Please select each line in the records below that contains the word "with" and copy those lines out in full.

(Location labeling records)

::::

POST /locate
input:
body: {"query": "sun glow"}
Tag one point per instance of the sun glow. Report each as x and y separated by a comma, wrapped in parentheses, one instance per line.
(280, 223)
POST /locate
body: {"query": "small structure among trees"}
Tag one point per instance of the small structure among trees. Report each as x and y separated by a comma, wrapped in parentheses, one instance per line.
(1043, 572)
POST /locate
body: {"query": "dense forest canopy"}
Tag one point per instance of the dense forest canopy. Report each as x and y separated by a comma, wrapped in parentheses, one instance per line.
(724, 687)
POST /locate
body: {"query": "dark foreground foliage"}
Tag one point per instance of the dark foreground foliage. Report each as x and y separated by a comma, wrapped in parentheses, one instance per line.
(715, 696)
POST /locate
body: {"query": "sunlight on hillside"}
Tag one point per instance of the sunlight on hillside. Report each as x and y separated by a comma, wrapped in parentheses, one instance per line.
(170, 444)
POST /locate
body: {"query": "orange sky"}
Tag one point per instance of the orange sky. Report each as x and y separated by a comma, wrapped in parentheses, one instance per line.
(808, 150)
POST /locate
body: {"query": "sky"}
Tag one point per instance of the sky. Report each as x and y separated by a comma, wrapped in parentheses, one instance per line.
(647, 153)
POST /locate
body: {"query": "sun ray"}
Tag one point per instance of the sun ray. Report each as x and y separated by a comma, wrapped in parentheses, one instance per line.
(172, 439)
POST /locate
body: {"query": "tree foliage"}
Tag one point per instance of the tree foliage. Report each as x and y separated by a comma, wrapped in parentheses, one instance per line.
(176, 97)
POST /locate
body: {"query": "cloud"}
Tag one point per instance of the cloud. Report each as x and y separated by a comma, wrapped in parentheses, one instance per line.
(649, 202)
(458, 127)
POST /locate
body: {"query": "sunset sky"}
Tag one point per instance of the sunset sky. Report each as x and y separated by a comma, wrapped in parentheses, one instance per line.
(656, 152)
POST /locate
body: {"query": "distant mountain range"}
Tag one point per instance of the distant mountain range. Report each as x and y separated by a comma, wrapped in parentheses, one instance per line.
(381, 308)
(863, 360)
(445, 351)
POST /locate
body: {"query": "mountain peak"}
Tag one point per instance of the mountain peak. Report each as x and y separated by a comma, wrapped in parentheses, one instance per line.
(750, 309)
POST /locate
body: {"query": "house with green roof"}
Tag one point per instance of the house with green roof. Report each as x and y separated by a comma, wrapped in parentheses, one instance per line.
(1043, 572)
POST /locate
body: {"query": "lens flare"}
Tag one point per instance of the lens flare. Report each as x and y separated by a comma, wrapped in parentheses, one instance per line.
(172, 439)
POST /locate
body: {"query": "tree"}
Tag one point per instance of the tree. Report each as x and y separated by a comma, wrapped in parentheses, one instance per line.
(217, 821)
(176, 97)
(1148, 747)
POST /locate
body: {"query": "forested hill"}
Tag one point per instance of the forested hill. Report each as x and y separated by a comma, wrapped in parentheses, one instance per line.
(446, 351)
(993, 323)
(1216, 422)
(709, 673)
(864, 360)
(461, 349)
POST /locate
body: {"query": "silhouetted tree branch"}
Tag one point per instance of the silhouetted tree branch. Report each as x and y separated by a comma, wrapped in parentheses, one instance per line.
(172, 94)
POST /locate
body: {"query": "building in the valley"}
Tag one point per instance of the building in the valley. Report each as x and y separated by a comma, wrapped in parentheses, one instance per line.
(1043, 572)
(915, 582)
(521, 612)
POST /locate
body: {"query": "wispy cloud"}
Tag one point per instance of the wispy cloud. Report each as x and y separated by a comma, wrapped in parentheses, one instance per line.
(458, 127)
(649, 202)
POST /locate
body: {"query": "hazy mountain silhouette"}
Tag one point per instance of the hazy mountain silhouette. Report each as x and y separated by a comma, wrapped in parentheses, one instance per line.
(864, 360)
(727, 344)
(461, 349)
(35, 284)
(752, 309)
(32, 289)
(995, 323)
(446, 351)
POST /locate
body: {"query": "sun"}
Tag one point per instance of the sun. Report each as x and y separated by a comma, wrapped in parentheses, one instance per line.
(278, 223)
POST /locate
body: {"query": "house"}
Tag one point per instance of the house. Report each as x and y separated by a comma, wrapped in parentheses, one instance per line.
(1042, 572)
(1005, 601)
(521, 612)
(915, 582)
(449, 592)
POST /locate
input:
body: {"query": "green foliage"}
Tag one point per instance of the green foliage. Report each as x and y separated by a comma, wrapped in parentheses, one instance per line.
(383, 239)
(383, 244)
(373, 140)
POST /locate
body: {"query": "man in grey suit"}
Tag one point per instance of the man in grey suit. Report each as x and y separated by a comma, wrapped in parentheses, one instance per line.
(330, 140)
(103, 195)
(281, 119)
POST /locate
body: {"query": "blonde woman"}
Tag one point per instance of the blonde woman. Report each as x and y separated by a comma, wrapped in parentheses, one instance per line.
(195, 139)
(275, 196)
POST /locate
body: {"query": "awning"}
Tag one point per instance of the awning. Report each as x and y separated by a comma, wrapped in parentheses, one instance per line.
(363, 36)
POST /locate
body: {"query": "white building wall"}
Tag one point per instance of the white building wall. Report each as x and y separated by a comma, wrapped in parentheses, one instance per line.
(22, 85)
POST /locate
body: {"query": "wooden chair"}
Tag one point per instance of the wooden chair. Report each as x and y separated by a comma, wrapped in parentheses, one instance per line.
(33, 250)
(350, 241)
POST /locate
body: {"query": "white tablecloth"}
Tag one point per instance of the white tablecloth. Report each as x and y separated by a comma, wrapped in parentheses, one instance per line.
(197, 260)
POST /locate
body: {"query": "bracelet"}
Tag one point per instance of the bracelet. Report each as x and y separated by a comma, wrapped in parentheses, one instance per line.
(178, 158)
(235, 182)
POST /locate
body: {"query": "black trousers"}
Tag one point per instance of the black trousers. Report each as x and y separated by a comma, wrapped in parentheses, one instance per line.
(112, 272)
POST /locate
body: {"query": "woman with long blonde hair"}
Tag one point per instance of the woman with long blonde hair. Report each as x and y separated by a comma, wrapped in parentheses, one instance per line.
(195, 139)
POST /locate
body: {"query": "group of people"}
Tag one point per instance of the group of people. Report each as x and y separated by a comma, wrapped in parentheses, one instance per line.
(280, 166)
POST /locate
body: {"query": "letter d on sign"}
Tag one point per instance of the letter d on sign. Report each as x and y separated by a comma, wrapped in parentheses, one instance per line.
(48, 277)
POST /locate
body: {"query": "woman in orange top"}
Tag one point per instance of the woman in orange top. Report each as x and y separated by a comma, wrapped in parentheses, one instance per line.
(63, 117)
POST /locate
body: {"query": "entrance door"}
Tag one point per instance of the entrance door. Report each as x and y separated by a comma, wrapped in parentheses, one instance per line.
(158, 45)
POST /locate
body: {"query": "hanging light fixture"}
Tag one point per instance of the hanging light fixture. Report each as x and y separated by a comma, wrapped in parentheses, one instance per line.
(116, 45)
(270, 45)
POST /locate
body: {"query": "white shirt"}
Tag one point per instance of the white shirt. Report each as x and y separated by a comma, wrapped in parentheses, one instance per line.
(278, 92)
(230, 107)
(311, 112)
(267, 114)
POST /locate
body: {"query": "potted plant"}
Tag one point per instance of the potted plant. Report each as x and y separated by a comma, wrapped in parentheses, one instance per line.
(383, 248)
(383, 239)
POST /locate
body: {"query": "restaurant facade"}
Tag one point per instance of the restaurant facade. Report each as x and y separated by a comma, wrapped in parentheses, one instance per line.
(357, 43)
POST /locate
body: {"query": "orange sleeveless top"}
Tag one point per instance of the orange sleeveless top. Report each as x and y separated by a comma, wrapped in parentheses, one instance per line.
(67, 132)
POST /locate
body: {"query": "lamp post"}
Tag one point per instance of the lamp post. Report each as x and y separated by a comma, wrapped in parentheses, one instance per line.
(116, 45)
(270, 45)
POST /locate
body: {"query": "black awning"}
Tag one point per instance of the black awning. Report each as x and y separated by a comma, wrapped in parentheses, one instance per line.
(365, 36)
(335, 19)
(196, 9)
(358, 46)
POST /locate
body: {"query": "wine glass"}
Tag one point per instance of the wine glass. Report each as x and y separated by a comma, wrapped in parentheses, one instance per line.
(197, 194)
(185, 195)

::::

(Result for this task)
body: {"query": "house with green roof"}
Tag one point per instance of the house with green roof. Report each as x and y separated by a comma, wrapped in parentheses, one instance per line.
body: {"query": "woman with long blonde hair"}
Tag one point per instance of the woman with long blonde hair. Report each as x and y separated by a comma, wrapped in parentheses, one instance per line.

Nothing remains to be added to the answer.